-- start Dataset excerpts --
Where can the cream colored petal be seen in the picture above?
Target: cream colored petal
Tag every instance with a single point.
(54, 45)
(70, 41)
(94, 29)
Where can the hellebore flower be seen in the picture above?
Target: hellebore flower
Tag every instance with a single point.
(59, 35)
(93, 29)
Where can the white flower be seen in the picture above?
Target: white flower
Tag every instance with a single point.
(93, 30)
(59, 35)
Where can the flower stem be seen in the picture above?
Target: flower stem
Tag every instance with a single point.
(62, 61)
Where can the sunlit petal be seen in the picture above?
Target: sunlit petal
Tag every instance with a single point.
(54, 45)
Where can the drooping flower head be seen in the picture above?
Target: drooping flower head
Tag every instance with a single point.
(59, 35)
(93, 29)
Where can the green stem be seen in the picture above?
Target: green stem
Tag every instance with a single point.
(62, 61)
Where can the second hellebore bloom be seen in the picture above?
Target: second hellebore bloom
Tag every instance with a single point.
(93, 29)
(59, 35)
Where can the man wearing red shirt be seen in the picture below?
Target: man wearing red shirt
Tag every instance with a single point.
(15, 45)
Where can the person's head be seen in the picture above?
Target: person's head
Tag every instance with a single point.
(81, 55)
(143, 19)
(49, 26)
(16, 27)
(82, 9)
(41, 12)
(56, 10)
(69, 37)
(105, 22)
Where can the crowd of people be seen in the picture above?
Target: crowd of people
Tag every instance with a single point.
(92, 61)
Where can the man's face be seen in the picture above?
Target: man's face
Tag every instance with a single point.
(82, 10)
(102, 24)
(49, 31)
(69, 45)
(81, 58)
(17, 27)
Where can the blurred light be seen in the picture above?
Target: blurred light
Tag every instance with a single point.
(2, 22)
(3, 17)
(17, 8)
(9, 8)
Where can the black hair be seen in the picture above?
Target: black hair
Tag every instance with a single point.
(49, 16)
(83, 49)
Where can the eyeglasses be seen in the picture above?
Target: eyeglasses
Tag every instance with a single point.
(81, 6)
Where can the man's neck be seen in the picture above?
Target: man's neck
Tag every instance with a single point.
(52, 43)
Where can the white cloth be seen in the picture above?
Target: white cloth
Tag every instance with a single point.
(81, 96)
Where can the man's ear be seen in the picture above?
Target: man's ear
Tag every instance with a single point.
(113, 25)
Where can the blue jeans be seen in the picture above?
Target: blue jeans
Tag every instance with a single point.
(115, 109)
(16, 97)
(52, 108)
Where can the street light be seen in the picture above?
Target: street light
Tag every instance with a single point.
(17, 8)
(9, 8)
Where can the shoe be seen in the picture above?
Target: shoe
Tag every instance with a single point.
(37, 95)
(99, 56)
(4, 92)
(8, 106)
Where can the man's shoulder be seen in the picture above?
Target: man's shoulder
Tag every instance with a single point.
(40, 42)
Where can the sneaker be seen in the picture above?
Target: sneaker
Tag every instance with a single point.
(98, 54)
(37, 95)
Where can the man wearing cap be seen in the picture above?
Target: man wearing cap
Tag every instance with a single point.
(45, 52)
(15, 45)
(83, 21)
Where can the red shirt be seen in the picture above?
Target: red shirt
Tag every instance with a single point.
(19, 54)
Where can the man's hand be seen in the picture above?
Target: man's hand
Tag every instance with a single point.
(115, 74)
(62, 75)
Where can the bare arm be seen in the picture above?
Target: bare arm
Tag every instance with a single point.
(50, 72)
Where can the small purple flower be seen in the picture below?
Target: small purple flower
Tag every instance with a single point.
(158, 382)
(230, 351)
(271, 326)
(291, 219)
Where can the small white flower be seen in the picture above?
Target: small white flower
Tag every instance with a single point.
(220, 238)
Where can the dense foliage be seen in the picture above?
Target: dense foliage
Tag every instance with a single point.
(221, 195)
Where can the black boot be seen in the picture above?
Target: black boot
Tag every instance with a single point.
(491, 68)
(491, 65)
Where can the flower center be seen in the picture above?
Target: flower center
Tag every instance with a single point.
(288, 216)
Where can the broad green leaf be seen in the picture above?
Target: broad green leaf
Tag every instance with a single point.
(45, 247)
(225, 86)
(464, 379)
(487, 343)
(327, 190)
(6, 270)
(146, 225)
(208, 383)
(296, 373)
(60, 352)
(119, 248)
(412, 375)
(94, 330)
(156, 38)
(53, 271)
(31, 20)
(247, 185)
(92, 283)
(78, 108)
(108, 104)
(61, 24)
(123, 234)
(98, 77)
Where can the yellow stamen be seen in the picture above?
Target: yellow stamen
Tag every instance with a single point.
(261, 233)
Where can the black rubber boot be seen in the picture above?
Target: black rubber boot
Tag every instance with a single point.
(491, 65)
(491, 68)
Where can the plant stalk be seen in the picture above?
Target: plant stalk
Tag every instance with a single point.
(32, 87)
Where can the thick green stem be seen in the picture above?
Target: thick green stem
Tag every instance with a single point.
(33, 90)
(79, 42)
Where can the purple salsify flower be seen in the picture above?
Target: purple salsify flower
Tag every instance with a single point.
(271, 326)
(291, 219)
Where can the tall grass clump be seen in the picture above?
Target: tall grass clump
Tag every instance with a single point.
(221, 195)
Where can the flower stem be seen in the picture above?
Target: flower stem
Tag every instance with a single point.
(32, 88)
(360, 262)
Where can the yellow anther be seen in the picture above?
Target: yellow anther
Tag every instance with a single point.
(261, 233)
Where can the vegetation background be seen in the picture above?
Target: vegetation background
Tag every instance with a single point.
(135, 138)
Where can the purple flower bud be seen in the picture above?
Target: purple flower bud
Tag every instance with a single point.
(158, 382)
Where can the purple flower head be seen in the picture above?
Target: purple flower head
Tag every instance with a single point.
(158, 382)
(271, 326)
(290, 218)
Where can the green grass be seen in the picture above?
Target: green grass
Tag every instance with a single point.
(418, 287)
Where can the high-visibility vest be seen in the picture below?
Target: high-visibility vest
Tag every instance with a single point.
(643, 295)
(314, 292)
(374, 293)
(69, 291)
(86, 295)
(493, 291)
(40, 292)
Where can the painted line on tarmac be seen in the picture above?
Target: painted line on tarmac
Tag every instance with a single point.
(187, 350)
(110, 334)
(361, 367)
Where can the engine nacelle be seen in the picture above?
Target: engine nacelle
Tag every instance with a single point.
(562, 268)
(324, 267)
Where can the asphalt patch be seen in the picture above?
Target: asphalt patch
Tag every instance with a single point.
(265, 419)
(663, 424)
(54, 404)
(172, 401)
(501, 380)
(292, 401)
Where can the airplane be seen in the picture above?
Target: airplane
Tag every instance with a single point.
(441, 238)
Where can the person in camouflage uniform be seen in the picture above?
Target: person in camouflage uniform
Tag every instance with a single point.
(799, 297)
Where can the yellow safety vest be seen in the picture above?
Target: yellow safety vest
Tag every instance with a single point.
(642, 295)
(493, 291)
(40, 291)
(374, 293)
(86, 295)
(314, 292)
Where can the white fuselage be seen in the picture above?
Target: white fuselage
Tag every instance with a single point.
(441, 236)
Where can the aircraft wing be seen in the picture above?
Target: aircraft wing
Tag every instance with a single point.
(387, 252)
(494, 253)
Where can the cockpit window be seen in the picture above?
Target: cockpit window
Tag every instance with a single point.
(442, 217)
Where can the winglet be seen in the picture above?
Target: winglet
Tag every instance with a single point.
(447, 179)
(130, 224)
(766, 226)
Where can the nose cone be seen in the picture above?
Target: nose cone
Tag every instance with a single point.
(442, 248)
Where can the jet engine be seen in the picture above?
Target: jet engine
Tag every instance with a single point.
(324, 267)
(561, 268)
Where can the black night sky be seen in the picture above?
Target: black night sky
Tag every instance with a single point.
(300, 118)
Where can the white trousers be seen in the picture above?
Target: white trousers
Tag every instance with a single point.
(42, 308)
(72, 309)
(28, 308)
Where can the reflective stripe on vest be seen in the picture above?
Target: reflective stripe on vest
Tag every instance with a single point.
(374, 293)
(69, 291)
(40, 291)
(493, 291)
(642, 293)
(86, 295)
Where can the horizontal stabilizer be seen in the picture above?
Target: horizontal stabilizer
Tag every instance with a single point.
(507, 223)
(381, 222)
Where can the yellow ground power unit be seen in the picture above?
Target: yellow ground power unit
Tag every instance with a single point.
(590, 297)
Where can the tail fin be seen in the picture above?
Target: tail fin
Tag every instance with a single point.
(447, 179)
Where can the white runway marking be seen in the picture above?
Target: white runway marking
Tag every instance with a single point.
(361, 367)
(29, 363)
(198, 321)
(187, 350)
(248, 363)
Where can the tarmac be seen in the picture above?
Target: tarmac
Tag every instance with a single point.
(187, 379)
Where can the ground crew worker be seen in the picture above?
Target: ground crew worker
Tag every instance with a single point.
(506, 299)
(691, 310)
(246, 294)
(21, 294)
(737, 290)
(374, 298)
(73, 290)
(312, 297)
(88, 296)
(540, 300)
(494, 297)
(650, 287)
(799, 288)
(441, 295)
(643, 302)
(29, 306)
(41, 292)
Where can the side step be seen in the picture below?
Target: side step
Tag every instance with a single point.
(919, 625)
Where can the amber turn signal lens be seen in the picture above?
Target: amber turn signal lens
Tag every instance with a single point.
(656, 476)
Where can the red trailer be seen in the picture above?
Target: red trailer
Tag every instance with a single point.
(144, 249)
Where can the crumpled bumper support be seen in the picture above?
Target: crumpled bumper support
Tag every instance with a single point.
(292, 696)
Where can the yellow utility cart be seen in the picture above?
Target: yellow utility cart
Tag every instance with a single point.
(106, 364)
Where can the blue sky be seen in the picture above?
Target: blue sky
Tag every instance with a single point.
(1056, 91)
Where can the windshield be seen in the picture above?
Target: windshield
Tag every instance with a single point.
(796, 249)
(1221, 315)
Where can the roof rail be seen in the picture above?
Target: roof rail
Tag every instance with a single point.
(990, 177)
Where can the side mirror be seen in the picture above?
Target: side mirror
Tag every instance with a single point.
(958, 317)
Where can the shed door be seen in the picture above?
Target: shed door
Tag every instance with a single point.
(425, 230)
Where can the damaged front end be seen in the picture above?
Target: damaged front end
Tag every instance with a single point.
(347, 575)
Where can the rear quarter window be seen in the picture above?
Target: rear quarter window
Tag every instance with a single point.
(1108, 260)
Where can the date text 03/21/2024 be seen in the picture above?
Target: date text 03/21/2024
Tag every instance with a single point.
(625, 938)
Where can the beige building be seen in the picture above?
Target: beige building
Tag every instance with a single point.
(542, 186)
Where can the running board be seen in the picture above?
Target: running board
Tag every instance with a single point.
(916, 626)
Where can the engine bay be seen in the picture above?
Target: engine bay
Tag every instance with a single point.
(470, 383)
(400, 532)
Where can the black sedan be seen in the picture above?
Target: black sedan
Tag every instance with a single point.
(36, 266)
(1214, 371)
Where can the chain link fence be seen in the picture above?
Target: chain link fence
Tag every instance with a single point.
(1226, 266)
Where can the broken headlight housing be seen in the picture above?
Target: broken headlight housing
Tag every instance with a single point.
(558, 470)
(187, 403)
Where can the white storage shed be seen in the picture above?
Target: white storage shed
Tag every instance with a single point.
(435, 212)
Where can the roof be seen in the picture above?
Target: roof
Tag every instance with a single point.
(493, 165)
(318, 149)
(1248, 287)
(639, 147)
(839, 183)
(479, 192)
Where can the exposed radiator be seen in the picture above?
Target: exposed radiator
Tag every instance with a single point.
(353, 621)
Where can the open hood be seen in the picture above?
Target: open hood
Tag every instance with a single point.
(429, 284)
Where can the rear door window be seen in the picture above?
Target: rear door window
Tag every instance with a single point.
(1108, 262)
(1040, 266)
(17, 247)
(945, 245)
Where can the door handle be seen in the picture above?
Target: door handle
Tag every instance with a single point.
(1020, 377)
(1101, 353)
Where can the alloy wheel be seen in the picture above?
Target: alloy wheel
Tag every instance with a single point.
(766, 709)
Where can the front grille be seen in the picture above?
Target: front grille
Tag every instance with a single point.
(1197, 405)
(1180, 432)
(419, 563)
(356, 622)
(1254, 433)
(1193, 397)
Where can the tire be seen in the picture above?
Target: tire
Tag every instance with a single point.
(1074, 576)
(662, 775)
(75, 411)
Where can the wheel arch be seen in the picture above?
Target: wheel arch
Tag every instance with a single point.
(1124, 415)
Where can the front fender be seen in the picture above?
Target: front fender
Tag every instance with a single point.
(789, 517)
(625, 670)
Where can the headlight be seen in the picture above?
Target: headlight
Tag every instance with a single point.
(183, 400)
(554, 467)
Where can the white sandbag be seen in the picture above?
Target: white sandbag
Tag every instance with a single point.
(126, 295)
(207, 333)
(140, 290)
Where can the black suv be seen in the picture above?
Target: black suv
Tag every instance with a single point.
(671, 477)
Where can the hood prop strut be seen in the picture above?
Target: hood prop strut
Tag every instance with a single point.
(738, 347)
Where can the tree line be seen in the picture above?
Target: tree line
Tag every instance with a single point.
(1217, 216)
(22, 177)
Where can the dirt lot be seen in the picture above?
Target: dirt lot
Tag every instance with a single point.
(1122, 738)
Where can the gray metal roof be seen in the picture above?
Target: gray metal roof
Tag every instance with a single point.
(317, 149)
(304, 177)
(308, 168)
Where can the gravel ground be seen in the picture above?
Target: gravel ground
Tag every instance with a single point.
-- end Dataset excerpts --
_Description of the task_. Render the portion of the data that opens with the line containing "Where can the side step" and closes with the line containing "(1108, 260)" as a numbered list, with both of those lines included and blank lines omitted.

_Correct output_.
1. Where can the side step be seen in the picture below?
2. Target: side step
3. Tag every instance with a single point.
4. (919, 625)
5. Where can the amber turn signal lens be seen in the picture above?
6. Target: amber turn signal lens
7. Tag every instance with a single point.
8. (656, 476)
9. Where can the red trailer be seen in the picture above?
10. Target: red trailer
11. Tag every instance with a single point.
12. (144, 249)
13. Where can the crumpled bumper support be seen in the picture above?
14. Target: crumpled bumper support
15. Tag every instance with a single point.
16. (292, 696)
17. Where can the yellow utility cart be seen in the picture above?
18. Target: yellow utility cart
19. Tag every instance with a single point.
20. (106, 364)
21. Where can the blue sky be seen in the picture above?
22. Target: blue sky
23. Tag every instance with a single point.
24. (1056, 91)
25. Where can the windshield be seen in the picture above?
26. Target: windshield
27. Tag every instance with a single point.
28. (796, 249)
29. (1221, 315)
30. Where can the roof rail be seen in the picture above?
31. Target: roof rail
32. Tag every instance with a single point.
33. (990, 177)
34. Where can the side mirror be seen in the picture above?
35. Target: side mirror
36. Tag every instance with a single point.
37. (958, 317)
38. Where can the shed door be seen in the picture above?
39. Target: shed door
40. Tag every instance with a single point.
41. (425, 230)
42. Where can the damaged front end be seen in the picture above?
43. Target: damaged front end
44. Tag every instance with a single point.
45. (347, 575)
46. Where can the rear quarter window be seen in the picture above?
47. Target: rear quarter window
48. Tag every instance with a single point.
49. (1108, 260)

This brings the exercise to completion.